··· Статья ···

Он размышляет несколько секунд.

— Наверное, «8½», — говорит он, — или «Сладкая жизнь». Да, эти два, но я говорю по памяти. Я никогда не пересматриваю свои фильмы. Как только я заканчиваю свою работу и принимаю участие, из вежливости к моим гостям, в каком-то частном просмотре, фильм для меня уходит своей дорогой, а я — своей.

— И вы больше никогда не встречаетесь?

— Никогда больше.

— На это есть какая-то причина?

Он отвечает не сразу. Мы в Чинечитте (знаменитая итальянская киностудия, основанная Бенито Муссолини в 1937 году — прим. ред.), студии № 5, на площадке, как говорится на жаргоне. Студия сделана в огромной квартире с декором в стиле д'Аннунцио, с дешёвой викторианскостью, дверями и зеркалами, белыми шторами, большими диванами и маленькими табуретками, роялем, более тяжёлыми портьерами в «будуаре», древними мечами на стенах, «китайщиной», нефритами, ширмами, ар-деко, в гостиной в стиле «liberty» также находится огромный свадебный торт из картона с десятью свечами.

Это дом Катцоне, одного из главных героев нового фильма, который снимает Феллини и который будет закончен («дай Бог», бросает продюсер Ренцо Росселлини) к концу августа. «И торт будет зажжен, — объясняет Федерико, — в честь десятитысячного перепихона Катцоне, забаррикадировавшегося в этом последнем бастионе итальянского мачизма.»

···

**Что сделать:** Продолжите, пожалуйста, статью о съёмках нового фильма Феллини, начав сразу после её последнего предложения. Строки, приведённые далее, в работе не используются.

··· Предоставленные сведения ···

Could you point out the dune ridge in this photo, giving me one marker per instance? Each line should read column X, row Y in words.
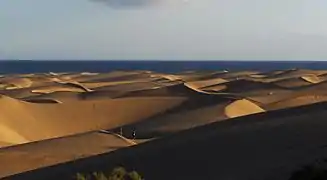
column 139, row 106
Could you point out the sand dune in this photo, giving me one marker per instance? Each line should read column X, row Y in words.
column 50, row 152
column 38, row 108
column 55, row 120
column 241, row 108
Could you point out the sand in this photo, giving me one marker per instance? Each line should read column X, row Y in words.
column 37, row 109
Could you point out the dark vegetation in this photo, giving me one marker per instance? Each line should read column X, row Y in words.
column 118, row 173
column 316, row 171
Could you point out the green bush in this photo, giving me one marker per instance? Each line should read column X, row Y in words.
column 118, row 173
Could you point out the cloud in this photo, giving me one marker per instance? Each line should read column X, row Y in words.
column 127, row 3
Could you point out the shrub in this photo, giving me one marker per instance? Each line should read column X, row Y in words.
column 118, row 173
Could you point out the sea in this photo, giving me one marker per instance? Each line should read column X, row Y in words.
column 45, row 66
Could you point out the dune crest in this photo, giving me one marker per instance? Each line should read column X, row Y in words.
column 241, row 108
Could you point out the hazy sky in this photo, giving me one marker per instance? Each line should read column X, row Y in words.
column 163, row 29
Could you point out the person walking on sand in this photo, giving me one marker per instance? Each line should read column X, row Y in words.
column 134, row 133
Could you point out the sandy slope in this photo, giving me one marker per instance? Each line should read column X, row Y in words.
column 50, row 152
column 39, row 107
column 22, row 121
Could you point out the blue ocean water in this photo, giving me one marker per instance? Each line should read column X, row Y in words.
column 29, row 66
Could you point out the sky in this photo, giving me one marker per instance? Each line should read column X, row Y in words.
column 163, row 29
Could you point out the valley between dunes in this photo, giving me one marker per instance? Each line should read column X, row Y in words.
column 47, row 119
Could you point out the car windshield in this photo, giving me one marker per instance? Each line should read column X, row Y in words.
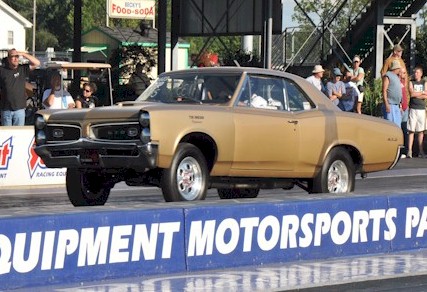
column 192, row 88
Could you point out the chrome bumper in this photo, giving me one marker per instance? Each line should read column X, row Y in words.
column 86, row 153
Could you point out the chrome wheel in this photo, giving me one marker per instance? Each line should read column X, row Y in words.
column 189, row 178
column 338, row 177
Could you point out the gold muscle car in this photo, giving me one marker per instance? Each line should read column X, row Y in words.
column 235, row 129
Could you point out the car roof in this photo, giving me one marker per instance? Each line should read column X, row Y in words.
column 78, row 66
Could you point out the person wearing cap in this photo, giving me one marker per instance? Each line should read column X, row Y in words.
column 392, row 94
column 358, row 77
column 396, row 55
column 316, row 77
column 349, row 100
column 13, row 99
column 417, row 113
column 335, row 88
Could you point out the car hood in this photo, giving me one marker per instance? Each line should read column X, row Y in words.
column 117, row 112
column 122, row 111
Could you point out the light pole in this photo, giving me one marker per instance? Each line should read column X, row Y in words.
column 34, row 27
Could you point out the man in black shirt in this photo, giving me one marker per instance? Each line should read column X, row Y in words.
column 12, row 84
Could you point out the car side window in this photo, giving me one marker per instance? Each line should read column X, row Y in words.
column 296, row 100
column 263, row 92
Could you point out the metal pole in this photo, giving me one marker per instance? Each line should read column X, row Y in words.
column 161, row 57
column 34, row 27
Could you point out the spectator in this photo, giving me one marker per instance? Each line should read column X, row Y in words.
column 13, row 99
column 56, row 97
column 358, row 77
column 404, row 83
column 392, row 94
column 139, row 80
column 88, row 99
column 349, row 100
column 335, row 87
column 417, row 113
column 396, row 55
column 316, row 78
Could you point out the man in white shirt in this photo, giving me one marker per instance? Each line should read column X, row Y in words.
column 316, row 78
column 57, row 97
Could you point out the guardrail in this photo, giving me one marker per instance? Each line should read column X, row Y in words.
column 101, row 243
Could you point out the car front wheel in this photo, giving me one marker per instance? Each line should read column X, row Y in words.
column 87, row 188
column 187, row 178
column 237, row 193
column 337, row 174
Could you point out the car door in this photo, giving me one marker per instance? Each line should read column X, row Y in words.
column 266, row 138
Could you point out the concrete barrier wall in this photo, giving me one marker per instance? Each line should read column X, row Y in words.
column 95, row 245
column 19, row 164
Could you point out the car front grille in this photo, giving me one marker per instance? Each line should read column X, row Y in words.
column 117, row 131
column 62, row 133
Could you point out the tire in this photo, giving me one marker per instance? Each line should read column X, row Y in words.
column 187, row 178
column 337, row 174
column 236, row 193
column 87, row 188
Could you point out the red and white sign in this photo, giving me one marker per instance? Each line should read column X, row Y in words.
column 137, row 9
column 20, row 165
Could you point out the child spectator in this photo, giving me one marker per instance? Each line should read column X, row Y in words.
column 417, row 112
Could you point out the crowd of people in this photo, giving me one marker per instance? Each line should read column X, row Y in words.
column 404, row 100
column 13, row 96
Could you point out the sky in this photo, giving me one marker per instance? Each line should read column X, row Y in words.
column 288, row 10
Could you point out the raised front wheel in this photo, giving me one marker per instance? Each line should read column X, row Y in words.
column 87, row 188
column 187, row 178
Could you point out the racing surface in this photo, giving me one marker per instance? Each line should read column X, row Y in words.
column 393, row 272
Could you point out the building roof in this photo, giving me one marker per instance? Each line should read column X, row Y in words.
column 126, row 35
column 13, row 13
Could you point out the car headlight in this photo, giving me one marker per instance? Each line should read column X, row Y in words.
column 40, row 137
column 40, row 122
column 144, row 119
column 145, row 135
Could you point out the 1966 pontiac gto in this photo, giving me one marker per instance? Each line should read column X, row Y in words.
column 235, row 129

···

**Ответ на задание:**
Маэстро играет в обороне, защита открыта, но бдительна. Он с большим дружелюбием согласился видеть меня, даже с намеком на привязанность, потому что я напоминаю ему о вещах прошлого, Лонганези, Паннунцио, Роберто Росселлини, Арриго Бенедетти. Виа Венето во времена «Caffé Rosati». Флайано. Короче, молодость. «А потом, — говорит он мне, — мы два священных монстра или нет?», с видом смутно причастного к тем, кто немного иронизирует над собственным образом, но в то же время упивается им.

Но за этой открытой готовностью скрывается хорошо известное мне нежелание говорить со мной о его новом фильме до его завершения, в то же время призывающее разгадать тайну. Поэтому я держусь подальше, даю ему столько места, сколько он хочет, пытаюсь вовлечь его в разговор, в основе которого лежит время, в которое мы живем. В конце концов это то, что интересно понять; время, в которое мы живем, как видит его Федерико Феллини. Тема последнего фильма в итоге пойдёт сама по себе, спонтанно, без необходимости бдительной охраны его автора.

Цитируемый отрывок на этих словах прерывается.